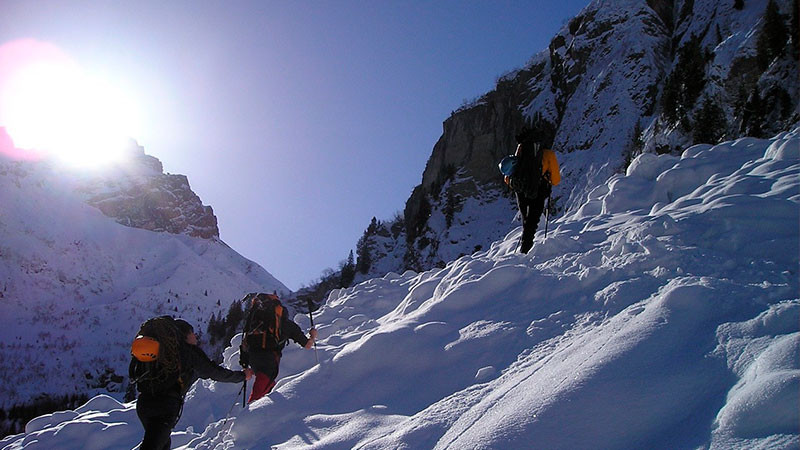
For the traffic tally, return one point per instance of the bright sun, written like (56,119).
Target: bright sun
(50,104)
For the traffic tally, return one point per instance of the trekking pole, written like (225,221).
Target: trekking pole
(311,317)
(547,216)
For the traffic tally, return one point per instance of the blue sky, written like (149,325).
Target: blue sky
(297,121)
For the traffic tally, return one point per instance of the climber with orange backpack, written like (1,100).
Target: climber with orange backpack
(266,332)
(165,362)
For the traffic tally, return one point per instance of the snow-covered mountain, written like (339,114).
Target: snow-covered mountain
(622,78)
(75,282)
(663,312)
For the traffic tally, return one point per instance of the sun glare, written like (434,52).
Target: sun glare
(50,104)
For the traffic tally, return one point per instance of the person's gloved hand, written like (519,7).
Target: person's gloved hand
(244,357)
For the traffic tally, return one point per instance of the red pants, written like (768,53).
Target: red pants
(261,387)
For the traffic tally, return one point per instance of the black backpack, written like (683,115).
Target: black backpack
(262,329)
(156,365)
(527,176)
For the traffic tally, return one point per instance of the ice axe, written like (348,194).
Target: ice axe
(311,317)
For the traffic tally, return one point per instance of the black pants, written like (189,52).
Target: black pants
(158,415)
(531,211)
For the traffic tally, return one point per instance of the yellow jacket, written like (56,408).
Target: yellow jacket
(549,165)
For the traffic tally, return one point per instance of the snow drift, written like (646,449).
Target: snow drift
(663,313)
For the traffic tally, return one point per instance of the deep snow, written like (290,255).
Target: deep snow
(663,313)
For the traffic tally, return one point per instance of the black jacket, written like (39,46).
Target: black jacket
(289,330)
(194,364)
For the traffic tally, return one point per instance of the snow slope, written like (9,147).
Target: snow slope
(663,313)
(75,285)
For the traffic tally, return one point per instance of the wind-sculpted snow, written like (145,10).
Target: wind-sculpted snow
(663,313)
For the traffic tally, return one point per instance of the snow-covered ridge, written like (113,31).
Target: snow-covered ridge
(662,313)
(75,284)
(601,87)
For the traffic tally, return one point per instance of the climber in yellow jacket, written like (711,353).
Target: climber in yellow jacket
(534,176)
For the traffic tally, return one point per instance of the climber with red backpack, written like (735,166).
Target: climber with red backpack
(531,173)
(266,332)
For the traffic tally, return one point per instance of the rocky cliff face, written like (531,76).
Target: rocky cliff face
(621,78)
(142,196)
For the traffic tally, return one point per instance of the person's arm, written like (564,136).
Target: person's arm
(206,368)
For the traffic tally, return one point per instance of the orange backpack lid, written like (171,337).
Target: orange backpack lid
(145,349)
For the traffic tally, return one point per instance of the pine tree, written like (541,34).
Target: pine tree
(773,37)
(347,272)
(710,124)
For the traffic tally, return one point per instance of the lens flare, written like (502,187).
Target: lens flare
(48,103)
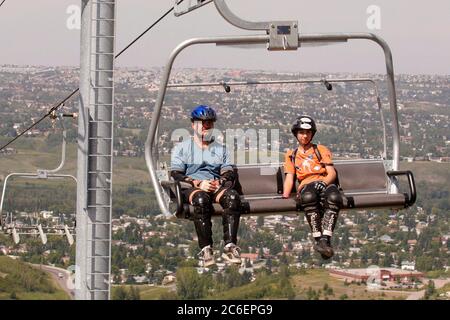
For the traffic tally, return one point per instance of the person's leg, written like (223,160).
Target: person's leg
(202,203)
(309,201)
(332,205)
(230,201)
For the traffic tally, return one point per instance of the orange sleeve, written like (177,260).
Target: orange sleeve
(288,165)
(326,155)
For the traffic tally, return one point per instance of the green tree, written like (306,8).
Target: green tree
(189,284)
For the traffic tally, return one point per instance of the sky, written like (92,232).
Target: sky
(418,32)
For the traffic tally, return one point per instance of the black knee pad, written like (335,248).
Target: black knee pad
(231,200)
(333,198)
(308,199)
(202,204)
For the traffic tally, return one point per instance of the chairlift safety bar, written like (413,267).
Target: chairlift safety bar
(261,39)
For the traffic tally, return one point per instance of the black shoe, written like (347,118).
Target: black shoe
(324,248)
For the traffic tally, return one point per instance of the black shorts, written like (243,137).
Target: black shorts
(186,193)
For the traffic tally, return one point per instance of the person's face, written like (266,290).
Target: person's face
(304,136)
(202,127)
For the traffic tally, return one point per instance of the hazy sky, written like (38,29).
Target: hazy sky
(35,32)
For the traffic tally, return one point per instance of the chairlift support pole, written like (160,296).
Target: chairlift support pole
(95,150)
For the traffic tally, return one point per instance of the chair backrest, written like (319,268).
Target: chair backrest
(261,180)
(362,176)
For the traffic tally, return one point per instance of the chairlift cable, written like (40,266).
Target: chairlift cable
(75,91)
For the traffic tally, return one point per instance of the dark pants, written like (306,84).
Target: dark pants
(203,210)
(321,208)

---

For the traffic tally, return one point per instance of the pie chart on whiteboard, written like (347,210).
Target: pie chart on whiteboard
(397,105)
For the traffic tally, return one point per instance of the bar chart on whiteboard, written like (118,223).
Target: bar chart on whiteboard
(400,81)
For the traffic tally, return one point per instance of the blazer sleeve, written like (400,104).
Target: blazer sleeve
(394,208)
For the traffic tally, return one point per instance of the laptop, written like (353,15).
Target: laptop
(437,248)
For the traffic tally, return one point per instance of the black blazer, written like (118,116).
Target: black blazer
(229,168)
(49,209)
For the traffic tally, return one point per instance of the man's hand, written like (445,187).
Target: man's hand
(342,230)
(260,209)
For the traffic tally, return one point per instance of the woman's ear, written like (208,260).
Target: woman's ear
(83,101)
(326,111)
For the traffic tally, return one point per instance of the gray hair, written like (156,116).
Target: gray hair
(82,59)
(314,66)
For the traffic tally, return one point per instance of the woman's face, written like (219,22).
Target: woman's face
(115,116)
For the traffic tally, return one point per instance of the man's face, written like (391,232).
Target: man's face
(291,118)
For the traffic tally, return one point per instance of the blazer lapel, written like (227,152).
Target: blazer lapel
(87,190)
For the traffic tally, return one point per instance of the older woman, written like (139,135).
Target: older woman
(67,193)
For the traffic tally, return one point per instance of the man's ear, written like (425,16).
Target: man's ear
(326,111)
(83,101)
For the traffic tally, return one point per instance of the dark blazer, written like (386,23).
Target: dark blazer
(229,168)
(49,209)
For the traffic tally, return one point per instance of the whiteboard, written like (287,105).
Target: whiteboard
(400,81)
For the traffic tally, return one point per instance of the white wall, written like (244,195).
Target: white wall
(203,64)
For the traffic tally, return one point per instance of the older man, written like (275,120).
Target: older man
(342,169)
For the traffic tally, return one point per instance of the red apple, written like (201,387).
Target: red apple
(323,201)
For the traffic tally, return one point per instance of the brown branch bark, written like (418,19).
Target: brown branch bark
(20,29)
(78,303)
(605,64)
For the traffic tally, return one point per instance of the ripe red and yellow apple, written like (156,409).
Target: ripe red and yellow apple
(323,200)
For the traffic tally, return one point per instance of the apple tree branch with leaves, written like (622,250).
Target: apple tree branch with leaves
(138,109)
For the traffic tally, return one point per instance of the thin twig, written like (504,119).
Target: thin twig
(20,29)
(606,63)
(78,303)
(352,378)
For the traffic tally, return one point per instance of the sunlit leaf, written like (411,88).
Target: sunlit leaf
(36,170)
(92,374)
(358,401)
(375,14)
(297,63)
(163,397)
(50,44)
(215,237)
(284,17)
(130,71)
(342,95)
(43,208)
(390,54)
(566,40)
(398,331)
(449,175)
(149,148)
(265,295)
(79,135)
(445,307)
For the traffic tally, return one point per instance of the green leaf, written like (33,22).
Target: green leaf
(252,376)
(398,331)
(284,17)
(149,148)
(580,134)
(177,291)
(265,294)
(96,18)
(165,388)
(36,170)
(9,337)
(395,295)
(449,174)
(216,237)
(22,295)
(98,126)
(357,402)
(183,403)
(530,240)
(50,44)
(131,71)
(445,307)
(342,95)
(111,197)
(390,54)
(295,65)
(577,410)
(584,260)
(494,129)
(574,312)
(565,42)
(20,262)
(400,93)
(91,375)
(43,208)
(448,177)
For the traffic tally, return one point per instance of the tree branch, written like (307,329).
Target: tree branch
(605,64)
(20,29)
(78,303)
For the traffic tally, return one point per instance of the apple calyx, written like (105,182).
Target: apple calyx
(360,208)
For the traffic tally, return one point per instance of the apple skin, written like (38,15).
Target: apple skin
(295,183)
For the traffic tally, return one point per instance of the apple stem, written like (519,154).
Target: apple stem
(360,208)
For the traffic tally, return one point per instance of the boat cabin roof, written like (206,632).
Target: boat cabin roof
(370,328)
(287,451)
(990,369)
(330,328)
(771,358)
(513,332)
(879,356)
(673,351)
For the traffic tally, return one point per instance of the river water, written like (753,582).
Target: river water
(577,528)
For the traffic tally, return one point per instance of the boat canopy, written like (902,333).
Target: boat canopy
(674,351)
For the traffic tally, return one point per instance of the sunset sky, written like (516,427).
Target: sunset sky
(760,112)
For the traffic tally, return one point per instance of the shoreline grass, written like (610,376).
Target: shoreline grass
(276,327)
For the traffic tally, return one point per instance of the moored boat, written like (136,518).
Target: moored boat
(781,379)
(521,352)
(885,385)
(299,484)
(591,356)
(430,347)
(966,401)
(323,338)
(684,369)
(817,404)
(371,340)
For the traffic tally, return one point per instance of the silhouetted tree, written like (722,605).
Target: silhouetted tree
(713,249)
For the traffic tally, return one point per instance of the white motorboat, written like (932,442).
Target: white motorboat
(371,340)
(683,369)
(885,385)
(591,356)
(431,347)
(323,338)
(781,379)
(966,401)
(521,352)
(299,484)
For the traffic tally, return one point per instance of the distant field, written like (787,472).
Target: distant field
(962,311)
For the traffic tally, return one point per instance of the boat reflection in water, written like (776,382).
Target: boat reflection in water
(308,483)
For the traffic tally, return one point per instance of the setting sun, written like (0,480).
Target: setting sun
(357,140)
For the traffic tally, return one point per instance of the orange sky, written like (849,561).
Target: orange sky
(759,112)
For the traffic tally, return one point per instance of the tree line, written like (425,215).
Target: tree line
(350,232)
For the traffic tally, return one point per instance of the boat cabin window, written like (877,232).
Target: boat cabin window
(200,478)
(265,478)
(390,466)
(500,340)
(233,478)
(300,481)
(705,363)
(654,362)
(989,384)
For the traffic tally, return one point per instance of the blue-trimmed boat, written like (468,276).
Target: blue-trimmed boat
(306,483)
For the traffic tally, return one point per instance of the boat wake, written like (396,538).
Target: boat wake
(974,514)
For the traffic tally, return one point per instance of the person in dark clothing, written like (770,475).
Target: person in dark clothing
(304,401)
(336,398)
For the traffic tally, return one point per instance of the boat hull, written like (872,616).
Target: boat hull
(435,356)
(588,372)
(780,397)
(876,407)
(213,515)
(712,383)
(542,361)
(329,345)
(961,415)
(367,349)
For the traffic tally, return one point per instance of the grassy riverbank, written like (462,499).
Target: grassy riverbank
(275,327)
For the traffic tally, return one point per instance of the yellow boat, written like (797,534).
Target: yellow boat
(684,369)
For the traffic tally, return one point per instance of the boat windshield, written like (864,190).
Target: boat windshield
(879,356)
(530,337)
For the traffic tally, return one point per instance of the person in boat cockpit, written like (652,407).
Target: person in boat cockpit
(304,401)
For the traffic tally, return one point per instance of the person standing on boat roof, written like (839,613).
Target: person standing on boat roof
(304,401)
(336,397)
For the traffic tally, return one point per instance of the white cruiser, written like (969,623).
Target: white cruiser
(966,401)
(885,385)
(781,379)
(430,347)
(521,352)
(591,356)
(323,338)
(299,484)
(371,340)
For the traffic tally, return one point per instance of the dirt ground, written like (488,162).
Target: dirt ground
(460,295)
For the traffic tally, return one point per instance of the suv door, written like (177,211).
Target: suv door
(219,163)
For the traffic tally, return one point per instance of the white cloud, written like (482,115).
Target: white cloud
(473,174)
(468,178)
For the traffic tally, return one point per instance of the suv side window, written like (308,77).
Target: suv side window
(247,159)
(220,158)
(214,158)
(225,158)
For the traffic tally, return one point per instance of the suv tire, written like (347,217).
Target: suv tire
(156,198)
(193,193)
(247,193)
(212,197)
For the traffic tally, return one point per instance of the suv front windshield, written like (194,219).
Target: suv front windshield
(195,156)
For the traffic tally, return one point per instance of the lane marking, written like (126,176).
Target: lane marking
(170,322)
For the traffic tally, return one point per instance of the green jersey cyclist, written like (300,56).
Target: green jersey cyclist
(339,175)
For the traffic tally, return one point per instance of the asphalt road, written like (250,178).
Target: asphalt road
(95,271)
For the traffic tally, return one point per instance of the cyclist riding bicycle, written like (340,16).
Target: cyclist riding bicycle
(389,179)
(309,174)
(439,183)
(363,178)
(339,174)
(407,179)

* _What to produce_
Give again, word for word, every line of the listing above from the one with "Target: bright sun" to the one with "written like (339,114).", both inclusive, and nothing beyond them.

* _Completed exercise_
Target: bright sun
(50,104)
For the traffic tally, return one point per instance of the trekking pole, written like (225,221).
Target: trekking pole
(311,317)
(547,216)
For the traffic tally, return one point per instance of the blue sky, written like (149,325).
Target: blue sky
(297,121)
For the traffic tally, return one point per instance of the climber with orange backpack, written like (1,100).
Target: climber with orange backpack
(266,332)
(165,362)
For the traffic tally, return one point per instance of the snow-covered mountain, written like (339,114).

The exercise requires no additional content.